WRITTEN EXERCISE -> Rewrite the rows starting at the line that contains "sky in the image." and ending at the last row, changing "annotators" to "labelers" and leaving everything else as it is. Give only those rows.
[start of EXTRACTED ENTRIES]
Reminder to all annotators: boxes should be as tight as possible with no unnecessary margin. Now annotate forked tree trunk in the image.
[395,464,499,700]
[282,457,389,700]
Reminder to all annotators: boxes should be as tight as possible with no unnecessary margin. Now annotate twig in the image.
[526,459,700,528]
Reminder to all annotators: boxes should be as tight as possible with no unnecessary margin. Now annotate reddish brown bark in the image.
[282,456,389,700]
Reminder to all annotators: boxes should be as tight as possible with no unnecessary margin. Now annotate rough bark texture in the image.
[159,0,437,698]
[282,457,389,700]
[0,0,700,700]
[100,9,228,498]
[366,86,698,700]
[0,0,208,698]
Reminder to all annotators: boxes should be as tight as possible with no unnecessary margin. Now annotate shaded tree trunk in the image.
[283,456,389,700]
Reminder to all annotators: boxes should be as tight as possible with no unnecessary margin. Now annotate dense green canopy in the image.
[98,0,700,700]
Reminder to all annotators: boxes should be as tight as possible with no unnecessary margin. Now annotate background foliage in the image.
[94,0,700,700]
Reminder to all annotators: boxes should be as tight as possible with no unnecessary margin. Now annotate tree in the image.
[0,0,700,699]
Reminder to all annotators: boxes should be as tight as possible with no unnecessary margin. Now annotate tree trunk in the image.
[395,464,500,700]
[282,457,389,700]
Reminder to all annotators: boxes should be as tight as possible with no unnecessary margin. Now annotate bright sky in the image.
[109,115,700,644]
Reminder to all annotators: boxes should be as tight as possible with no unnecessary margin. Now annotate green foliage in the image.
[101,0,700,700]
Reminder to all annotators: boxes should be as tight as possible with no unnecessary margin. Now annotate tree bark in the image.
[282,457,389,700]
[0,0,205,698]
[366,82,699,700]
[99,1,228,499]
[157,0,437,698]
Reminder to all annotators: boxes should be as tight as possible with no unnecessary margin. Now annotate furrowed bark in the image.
[end of EXTRACTED ENTRIES]
TASK OUTPUT ->
Reminder to all labelers: boxes should be as tight as possible with no unnecessary margin. Now annotate bright sky in the image.
[109,115,700,644]
Reminder to all labelers: boxes should be as tight as possible with no unnecessary margin. Now annotate green foliage in the image.
[101,0,700,700]
Reminder to all labelers: boxes should be as tight as possible with no unnecessary margin. Now annotate tree bark in the image.
[282,457,389,700]
[0,0,205,698]
[366,82,699,700]
[99,1,228,499]
[157,0,437,698]
Reminder to all labelers: boxes should be as tight as possible with no unnecessary margin. Now annotate furrowed bark in the image.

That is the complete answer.